■ **WORK REQUEST**
Your answer should be the lines below from the one holding "the car roof" through the one holding "the windshield in", copied exactly and with nothing else.

■ **DATASET CONTENT**
......

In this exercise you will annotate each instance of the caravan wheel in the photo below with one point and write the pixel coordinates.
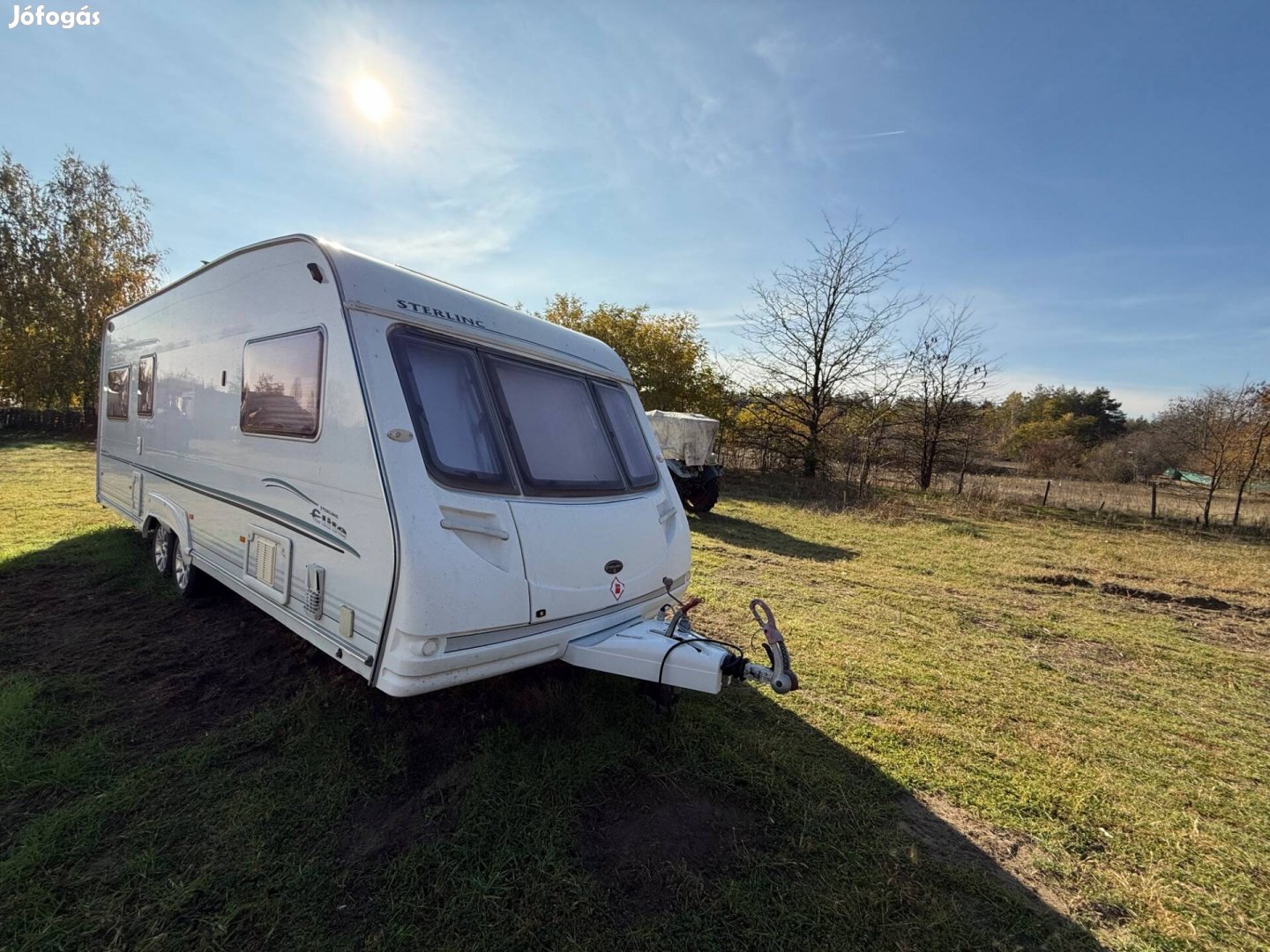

......

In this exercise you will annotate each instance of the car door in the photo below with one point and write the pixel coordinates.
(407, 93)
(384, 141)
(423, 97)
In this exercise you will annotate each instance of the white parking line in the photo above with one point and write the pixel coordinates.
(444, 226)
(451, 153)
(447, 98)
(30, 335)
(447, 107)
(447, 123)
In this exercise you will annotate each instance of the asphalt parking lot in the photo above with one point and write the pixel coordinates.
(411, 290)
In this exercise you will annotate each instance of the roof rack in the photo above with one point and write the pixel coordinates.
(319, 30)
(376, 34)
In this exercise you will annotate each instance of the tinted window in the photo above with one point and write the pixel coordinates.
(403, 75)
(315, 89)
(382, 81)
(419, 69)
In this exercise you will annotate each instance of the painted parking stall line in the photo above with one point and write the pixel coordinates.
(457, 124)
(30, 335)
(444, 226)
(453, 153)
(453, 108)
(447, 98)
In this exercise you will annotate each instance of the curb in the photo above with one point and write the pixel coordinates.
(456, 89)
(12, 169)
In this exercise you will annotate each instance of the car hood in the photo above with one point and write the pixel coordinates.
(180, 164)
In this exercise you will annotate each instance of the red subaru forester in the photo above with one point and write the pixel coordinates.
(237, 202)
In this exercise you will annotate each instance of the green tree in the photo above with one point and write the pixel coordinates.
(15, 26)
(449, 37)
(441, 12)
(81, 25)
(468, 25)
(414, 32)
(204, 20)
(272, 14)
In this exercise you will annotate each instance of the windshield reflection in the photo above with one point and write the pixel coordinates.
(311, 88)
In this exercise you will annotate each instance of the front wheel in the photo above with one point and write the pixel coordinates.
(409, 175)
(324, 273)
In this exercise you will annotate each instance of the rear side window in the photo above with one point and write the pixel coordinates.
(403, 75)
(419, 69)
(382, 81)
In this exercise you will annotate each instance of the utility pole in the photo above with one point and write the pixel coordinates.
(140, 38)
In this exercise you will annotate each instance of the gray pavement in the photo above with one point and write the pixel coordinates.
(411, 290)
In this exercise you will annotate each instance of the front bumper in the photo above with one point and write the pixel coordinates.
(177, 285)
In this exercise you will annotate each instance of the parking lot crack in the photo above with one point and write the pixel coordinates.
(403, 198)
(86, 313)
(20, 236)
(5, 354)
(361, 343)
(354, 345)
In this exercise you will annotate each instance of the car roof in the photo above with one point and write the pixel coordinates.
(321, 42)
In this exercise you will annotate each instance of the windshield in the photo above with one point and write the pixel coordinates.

......

■ **PROBLEM SOLUTION**
In this exercise you will annotate each instance of the car roof in the photo above with one point and write the pixel coordinates.
(321, 42)
In this exercise you will annotate each instance of the windshield in the photo above with one point and write the pixel coordinates.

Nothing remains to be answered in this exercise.